Output the stretch from the line containing "e.g. [(54, 218)]" through the end of the lines as a numbered list, omitting blank lines.

:: Entries

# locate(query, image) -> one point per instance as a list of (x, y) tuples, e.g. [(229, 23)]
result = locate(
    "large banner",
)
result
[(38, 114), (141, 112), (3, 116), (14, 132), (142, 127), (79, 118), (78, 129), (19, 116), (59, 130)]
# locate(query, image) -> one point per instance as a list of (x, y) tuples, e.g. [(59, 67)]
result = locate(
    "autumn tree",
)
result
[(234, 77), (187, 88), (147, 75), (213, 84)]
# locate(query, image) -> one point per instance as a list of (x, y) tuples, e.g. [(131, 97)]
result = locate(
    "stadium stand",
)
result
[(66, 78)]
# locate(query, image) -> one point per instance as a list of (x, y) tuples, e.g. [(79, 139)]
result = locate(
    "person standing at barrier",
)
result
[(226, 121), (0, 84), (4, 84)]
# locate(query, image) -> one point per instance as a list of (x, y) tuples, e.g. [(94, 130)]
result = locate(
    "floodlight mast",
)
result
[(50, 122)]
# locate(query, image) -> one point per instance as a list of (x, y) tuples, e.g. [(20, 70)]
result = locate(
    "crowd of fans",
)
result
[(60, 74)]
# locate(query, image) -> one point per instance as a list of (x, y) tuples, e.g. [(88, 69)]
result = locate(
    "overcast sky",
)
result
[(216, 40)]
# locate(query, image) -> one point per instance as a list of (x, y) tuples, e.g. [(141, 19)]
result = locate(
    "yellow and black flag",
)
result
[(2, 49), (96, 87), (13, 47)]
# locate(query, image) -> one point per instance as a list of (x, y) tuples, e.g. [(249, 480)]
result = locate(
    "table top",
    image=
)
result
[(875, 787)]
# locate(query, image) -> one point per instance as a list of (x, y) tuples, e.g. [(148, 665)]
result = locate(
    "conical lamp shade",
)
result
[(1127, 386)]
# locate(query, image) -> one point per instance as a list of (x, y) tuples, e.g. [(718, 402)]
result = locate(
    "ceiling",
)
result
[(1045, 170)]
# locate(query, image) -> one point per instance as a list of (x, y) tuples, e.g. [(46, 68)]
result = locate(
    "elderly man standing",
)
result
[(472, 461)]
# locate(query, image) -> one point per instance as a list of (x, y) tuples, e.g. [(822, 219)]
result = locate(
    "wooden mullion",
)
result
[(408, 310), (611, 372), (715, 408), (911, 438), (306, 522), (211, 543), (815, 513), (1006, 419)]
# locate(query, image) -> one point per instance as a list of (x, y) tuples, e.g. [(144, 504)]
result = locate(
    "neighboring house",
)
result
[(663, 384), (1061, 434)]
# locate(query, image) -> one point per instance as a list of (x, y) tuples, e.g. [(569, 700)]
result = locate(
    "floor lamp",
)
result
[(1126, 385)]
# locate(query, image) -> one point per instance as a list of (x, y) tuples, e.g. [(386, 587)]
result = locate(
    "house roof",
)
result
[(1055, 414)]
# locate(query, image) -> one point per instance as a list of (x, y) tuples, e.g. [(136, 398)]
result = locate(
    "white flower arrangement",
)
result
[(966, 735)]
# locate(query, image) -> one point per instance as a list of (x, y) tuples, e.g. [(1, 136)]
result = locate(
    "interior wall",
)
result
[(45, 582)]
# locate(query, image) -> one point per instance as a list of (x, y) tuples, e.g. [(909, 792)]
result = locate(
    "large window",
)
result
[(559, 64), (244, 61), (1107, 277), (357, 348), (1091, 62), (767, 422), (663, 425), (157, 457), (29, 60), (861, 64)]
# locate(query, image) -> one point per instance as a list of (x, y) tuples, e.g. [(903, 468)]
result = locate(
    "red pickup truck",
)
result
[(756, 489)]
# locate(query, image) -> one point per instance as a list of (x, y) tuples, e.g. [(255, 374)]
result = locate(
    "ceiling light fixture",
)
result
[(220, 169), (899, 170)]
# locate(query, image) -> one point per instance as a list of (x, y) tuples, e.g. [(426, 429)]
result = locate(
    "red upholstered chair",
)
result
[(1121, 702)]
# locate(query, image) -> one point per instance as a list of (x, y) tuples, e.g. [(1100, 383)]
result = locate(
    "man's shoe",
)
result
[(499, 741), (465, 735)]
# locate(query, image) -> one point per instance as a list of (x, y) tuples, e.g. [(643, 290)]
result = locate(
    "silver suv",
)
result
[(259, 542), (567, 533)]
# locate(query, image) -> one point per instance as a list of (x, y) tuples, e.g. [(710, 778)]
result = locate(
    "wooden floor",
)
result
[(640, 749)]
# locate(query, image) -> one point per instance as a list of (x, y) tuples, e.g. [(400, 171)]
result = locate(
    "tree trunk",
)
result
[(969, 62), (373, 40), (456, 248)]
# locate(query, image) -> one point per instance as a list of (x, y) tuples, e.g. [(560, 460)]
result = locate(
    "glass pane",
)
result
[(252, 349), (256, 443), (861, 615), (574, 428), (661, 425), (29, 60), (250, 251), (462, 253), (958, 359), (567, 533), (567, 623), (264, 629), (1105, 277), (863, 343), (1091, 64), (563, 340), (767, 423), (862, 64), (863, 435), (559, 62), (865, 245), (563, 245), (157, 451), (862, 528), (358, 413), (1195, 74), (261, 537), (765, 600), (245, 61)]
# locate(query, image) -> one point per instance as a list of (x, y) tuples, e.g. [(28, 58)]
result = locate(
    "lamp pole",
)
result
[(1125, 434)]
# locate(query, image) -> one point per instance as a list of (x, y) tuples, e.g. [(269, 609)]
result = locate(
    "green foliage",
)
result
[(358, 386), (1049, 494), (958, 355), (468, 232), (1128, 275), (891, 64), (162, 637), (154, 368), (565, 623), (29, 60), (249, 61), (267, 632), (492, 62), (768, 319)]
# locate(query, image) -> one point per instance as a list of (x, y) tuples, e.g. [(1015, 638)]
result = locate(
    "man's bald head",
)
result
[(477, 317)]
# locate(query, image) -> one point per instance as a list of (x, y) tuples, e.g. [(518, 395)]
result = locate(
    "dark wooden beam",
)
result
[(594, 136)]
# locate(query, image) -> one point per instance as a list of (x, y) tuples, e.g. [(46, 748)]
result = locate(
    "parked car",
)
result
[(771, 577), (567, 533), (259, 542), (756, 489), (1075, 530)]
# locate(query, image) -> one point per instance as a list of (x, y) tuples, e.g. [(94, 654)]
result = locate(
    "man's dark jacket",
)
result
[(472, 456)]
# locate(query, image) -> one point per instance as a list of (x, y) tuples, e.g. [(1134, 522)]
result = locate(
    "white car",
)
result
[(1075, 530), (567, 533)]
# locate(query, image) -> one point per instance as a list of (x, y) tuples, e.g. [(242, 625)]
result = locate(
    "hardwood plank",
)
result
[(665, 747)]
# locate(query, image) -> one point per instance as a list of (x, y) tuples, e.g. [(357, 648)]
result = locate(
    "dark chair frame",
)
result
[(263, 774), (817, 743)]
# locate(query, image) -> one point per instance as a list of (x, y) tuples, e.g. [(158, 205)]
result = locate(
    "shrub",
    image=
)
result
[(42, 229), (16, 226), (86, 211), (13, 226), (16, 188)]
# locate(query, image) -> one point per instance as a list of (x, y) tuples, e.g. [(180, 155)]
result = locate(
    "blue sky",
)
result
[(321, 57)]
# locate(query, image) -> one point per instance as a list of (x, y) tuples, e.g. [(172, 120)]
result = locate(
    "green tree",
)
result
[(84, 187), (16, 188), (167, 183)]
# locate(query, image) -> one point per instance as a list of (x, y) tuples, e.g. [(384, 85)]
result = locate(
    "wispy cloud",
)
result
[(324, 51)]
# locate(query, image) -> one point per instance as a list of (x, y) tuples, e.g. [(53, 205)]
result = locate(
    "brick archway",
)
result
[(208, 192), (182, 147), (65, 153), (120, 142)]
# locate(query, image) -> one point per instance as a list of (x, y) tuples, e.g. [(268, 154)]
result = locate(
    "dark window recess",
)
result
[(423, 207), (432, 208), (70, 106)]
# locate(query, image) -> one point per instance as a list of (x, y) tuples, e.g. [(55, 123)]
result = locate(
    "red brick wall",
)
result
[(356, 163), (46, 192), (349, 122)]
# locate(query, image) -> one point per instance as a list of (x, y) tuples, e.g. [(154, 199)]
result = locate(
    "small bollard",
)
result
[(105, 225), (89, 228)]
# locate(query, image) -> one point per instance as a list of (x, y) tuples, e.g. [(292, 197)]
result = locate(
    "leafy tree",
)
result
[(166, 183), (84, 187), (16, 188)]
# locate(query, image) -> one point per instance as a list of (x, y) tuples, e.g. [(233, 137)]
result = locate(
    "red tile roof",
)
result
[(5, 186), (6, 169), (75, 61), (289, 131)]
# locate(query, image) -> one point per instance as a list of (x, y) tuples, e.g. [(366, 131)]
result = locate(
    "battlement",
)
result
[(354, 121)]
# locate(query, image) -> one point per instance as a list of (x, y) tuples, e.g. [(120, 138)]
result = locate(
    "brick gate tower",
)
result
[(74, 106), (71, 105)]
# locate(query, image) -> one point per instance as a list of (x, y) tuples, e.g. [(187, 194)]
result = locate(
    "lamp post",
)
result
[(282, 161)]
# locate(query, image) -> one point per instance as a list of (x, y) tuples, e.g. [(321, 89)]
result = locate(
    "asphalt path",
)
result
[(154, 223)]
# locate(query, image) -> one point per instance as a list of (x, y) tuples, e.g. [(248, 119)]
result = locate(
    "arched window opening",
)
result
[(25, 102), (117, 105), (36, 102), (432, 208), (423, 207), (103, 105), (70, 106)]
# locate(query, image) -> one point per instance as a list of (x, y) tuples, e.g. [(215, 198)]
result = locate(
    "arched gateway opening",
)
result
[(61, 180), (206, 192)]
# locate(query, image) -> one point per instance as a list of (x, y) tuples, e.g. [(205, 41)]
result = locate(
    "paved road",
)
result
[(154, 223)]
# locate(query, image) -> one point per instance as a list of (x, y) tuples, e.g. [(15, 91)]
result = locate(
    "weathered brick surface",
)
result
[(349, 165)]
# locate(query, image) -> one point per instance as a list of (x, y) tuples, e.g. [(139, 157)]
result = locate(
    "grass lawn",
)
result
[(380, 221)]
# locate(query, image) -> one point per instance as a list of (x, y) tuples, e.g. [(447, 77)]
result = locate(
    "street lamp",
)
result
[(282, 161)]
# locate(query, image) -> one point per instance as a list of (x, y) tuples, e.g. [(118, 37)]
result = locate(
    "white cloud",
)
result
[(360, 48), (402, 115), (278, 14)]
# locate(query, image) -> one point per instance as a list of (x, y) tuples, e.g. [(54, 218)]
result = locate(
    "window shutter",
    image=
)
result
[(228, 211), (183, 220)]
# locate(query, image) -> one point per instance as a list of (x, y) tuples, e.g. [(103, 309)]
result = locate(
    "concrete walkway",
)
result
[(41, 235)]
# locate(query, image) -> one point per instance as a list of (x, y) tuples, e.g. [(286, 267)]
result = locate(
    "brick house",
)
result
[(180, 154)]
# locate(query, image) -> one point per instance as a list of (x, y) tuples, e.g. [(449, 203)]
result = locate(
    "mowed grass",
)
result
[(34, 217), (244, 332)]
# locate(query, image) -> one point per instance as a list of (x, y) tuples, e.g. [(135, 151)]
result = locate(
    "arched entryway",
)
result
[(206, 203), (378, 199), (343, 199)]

::::

Solved problem:
1. # locate(query, image) -> one point per instance as a list of (x, y) tuples, e.g. [(54, 218)]
2. result = locate(
3.     "window shutter",
4.     image=
5. )
6. result
7. [(228, 211), (183, 220)]
8. # locate(query, image) -> one point per instance as a list of (x, y) tuples, e.g. [(103, 309)]
9. result = locate(
10.     "concrete walkway",
11. )
12. result
13. [(41, 235)]
14. # locate(query, image) -> one point per instance as a list of (x, y) tuples, e.g. [(286, 267)]
15. result = locate(
16.     "brick house",
17. )
18. result
19. [(180, 154)]
20. # locate(query, image) -> one point per instance as a list of (x, y) tuples, e.g. [(449, 203)]
21. result = locate(
22.     "mowed grass",
23. )
24. result
25. [(34, 217), (244, 332)]
26. # locate(query, image) -> one point per instance as a list of (x, y) tuples, e.g. [(135, 151)]
27. result = locate(
28.     "arched entryway",
29. )
30. result
31. [(206, 203), (378, 199), (343, 199)]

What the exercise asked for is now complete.